*TASK DESCRIPTION*:
Take the line that has "Place one keypoint on each instance of the beer" in it and every line after it to the end of the entries, and reproduce them exactly.
>> BEGIN THE RECORDS
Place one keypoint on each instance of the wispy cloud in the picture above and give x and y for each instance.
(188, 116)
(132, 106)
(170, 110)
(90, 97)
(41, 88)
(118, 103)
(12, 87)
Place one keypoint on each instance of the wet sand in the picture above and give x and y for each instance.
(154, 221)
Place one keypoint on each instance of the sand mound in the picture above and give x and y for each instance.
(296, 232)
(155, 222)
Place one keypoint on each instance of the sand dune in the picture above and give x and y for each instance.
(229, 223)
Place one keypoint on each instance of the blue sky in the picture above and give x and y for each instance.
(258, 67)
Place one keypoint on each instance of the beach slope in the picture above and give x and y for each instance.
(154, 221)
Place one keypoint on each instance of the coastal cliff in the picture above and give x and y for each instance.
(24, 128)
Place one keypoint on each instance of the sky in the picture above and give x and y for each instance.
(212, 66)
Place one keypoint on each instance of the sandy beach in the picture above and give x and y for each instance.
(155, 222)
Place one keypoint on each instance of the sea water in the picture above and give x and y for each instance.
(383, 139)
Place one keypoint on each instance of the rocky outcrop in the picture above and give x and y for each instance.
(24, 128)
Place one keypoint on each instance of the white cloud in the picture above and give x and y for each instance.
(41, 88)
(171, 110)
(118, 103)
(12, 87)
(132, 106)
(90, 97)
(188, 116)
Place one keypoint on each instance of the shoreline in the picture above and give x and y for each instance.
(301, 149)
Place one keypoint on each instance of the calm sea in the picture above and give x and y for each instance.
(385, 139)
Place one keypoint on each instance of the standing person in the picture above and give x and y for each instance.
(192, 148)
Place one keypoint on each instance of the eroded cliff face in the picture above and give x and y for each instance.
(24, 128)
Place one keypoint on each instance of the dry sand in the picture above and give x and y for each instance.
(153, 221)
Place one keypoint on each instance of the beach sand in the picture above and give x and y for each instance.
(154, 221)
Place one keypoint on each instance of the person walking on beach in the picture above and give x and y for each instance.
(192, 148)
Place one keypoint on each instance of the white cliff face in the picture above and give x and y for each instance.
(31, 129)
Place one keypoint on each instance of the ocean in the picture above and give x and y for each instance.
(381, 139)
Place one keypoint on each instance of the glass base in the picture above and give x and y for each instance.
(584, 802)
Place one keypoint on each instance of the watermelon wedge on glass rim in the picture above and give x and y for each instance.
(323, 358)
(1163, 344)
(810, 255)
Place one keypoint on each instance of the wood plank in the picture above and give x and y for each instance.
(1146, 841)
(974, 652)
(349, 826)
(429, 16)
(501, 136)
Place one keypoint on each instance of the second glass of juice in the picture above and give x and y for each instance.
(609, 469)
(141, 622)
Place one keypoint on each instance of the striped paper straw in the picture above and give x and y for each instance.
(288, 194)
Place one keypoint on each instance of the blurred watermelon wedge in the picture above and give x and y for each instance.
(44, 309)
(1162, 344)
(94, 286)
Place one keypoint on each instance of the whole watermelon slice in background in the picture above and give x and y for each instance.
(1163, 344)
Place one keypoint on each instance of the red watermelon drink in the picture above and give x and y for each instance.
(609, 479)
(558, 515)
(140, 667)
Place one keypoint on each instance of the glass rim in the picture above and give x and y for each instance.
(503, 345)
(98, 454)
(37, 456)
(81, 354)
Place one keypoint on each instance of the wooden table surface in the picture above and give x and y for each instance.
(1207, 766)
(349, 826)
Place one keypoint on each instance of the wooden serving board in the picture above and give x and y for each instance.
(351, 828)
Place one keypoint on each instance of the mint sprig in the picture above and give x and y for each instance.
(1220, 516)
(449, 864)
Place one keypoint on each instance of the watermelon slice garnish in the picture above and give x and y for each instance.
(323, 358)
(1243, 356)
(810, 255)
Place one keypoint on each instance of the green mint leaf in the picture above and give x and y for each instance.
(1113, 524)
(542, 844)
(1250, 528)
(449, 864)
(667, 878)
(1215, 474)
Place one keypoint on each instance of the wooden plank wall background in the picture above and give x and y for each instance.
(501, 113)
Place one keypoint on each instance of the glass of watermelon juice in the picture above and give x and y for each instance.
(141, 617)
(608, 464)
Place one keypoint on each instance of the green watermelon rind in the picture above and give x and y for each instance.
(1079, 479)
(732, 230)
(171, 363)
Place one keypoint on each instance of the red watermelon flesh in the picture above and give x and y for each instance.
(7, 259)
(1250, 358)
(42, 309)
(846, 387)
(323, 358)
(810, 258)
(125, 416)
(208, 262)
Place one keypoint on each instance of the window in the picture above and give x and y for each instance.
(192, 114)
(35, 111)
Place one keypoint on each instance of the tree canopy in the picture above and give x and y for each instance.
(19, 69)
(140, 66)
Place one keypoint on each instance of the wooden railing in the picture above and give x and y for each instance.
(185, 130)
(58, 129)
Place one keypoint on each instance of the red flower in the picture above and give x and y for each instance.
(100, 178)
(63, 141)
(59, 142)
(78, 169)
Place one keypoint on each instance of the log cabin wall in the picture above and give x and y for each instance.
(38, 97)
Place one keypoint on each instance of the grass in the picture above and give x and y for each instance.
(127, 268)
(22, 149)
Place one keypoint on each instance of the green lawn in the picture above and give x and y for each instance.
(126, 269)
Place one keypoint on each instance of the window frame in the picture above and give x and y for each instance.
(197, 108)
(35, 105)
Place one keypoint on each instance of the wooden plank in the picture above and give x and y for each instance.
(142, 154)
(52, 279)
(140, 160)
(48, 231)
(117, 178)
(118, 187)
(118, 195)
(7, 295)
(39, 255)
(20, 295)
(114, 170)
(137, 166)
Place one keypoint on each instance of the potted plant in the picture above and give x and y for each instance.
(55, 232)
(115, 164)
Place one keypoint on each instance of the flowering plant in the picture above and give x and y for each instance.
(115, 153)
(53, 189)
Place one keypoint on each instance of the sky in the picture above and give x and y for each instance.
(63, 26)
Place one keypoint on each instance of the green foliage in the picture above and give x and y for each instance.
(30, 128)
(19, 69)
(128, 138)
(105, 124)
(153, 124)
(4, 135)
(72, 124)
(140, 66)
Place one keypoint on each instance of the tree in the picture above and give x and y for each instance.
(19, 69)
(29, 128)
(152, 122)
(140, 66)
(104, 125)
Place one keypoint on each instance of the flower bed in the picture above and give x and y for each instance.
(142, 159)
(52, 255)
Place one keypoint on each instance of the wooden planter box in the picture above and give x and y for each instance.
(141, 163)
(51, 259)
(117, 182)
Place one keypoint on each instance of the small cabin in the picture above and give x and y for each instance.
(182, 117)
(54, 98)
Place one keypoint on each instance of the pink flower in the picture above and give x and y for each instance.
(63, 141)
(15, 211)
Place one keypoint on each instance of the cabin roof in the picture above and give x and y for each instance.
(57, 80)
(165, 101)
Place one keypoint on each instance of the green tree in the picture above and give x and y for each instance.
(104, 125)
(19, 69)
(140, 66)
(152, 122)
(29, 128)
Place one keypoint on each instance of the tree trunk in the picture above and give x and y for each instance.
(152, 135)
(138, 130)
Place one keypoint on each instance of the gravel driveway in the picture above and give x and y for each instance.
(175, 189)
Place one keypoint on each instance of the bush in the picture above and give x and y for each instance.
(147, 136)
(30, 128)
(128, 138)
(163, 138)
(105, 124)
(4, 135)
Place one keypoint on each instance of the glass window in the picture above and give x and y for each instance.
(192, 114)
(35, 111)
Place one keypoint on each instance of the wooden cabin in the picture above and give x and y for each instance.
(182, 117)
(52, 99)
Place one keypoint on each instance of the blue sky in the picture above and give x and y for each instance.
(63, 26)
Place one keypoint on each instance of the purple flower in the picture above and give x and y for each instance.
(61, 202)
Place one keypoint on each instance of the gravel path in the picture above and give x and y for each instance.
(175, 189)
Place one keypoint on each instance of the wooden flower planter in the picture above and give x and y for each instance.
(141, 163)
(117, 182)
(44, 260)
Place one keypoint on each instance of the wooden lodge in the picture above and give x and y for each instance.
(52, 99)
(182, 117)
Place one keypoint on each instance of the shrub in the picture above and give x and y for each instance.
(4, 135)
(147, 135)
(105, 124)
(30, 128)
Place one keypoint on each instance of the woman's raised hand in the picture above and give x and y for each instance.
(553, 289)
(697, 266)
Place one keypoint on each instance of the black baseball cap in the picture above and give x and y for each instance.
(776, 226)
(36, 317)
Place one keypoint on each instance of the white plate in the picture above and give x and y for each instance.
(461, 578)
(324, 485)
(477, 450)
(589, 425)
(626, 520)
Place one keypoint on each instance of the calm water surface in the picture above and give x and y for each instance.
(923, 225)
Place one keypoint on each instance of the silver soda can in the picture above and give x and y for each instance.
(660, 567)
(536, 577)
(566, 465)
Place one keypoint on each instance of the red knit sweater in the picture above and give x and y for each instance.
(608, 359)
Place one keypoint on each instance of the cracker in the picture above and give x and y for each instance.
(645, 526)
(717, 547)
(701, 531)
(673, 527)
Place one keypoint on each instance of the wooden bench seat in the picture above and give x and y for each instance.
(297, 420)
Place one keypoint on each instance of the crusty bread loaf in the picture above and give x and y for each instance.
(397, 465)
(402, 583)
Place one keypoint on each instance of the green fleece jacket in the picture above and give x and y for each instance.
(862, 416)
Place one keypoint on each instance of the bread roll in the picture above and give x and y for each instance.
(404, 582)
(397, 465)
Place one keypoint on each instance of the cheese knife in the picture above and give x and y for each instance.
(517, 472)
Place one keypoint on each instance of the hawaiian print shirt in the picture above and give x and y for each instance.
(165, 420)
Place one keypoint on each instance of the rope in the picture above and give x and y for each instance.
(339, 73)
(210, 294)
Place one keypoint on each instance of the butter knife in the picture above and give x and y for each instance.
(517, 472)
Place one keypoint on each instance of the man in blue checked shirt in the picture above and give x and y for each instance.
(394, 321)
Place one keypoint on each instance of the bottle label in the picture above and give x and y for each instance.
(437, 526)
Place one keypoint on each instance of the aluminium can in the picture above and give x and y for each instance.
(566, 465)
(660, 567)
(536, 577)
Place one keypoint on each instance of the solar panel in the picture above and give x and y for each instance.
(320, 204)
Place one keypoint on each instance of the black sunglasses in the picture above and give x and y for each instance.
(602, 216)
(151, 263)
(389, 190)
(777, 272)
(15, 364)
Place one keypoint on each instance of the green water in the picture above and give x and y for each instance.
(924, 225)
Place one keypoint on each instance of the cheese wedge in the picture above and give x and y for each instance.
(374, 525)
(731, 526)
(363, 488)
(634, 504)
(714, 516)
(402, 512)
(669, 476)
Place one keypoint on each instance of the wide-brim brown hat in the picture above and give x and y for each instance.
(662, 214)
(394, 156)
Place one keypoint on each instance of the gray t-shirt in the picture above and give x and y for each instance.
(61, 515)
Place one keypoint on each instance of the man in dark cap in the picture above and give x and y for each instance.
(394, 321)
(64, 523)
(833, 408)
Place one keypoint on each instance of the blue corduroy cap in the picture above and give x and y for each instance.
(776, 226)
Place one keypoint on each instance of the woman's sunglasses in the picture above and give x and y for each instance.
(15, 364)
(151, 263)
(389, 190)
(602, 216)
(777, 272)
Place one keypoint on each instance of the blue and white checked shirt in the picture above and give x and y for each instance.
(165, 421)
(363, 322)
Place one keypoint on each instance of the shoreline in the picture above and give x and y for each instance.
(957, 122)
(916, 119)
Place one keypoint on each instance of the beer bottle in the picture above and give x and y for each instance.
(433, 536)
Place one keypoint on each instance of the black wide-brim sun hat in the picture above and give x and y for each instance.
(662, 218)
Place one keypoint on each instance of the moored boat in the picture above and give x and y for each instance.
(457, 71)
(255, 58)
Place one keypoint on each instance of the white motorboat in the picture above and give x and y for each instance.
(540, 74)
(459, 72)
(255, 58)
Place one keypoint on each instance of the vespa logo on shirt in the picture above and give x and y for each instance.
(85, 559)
>> END THE RECORDS
*THE OUTPUT*:
Place one keypoint on each instance of the beer bottle in the picture above and give x and y for each instance.
(433, 536)
Place one keypoint on each instance of the black wide-brim sun hat in the picture above and give x and y for each instance.
(662, 218)
Place one keypoint on each instance of the moored boat in the picture above and give x and y for each instance.
(457, 71)
(255, 58)
Place one keypoint on each instance of the white motorboat in the picture above and give x and y for each instance.
(540, 74)
(459, 72)
(255, 58)
Place one keypoint on each instance of the vespa logo on shirt in the picture above and give x and y for each instance.
(85, 559)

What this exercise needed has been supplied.